§ Document excerpt:
....
This all built up to Sunday, when faced with Chris being gone for a week brought me crashing into what I thought was failure. Some tears, an early baby bedtime and some snuggles later, I had several a-ha!s (wow, that's a punctuation nightmare).

  • A to-do list is a great tool but a lousy dictator
  • Do what works best for us, not them
  • Make use of the time you have rather than try to use the time you don't
These are pretty banal, but they took a lot of weight off my shoulders. In conjunction with some fantastic articles I've caught out of the thousands of unread feeds in my RSS reader, these truths will (hopefully) help me change my ways.

Do Work Gocco screenprinted lined notebook from Etsy seller TwoGuitars


A to-do list is a great tool but a lousy dictator
 
I love to-do lists. I have one on my fridge and two on my phone, one of which links to an account online so I can get to it from my computer, too. I also have several notebooks and loose pieces of paper. This is wonderful, in some ways. I don't forget to pick up bread when I'm at the grocery, and I get the satisfaction of crossing things off when I finish them (I've been known to put "get dressed" on my list just to give myself something to mark off). But when my life is ruled by thousand-mile-long lists of everything I want to accomplish ever, it's overwhelming. So I've scaled back. I have a permanent list of things I need to do every day, a long-term list of projects I want to make and a list of possible blog posts for when I have time to write. The only one I look at every day is my, erm, daily list. The others are so I don't forget the blindingly genius gift idea for great-Aunt Mabel I came up with in line at the supermarket, or whatever. Which reminds me, I've also stopped letting myself be guilted by all those "Handmade Holidays!" cheery blog posts. I'm not Martha; hell, I'm not Not Martha. All those dream gifts are going on my list for next year, and whatever I finish is great. That's why I have a long-term list. Use lists; don't let them use you.
....
§ Tasks to carry out:
1 - Answer these questions about the to-do list post:
(a) Who is gone for a week?
(b) Where did the writer catch the helpful articles?
(c) How many to-do lists does the writer have on the phone?
2 - Report every line of the rows that contains the string "below". Case counts.

[Image segmentation entries]
....
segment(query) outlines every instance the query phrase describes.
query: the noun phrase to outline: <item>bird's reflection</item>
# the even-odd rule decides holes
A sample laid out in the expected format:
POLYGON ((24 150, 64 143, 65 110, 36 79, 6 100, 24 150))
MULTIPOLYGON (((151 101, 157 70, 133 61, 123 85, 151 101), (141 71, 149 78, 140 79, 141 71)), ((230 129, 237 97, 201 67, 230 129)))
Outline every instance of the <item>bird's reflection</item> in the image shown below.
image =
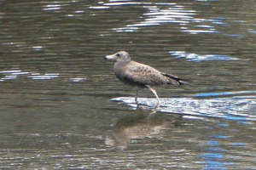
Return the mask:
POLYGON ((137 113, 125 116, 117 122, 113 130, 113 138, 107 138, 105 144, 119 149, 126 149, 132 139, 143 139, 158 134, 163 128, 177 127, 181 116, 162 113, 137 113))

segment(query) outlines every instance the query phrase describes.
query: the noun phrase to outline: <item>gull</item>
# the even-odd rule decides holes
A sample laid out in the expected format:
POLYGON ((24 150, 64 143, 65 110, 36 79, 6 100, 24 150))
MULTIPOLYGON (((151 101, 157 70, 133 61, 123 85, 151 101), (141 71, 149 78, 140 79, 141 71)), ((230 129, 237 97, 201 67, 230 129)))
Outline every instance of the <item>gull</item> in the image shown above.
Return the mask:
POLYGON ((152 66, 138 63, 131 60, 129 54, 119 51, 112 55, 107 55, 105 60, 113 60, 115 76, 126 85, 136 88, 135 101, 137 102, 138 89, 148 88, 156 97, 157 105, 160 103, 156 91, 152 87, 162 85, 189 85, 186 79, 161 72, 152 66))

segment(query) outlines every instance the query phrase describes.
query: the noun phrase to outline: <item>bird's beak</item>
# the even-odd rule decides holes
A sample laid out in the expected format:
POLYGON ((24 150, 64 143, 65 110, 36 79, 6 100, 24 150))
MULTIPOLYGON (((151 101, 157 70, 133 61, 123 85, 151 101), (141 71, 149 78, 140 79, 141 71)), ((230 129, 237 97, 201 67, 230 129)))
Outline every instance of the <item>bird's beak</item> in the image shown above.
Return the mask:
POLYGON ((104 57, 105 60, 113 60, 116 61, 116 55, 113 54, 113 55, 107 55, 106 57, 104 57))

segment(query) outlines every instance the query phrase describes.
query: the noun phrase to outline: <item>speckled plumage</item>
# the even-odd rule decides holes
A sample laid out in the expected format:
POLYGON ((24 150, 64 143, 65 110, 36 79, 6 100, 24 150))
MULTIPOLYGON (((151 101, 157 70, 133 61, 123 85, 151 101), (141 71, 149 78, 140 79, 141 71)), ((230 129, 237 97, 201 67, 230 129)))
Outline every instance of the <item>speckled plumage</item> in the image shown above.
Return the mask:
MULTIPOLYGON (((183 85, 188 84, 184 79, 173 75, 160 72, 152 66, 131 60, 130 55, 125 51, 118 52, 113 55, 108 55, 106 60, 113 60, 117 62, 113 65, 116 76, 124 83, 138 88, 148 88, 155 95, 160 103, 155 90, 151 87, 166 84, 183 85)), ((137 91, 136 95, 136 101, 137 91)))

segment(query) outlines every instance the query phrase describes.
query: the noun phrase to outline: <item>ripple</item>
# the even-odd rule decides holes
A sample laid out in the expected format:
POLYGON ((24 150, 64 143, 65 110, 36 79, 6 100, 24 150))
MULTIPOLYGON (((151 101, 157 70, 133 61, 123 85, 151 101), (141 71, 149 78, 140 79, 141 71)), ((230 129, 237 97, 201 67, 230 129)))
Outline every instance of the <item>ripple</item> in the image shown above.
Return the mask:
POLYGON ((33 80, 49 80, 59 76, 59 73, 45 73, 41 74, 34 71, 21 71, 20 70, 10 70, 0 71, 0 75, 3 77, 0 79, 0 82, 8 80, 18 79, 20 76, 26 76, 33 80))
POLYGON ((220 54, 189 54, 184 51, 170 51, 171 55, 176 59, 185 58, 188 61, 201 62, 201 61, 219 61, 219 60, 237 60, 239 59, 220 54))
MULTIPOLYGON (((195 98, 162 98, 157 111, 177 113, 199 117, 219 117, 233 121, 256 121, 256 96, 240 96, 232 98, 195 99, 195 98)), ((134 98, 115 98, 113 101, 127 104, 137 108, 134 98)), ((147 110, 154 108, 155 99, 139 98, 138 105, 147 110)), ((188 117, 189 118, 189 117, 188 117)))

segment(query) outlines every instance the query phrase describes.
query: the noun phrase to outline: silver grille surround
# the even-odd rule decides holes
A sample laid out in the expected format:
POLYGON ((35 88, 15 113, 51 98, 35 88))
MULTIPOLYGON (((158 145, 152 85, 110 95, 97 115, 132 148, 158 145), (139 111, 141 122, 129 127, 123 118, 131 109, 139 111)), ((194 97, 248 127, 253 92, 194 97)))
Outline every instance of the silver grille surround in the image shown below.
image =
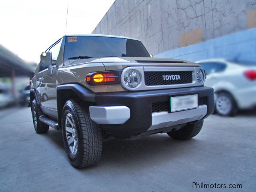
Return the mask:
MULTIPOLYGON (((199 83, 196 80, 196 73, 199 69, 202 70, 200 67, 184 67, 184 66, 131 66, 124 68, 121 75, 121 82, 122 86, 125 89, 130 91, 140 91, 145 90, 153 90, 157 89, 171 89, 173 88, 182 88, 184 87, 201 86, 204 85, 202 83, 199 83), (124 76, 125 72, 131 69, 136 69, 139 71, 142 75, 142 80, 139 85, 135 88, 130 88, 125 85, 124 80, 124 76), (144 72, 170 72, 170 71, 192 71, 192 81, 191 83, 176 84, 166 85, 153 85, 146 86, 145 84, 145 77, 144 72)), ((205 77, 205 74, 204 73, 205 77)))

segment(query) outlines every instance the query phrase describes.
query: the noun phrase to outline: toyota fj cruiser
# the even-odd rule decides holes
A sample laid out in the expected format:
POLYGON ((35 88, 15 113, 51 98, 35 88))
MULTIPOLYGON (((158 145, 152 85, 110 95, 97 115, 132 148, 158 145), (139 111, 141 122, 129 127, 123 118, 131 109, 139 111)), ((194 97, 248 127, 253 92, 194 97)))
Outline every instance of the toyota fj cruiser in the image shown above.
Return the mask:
....
§ Final answers:
1 -
(a) Chris
(b) In the RSS reader, among the thousands of unread feeds
(c) Two

2 -
Outline every instance of the <item>bird's reflection</item> in the image shown below.
Outline every instance of the silver grille surround in the image shown below.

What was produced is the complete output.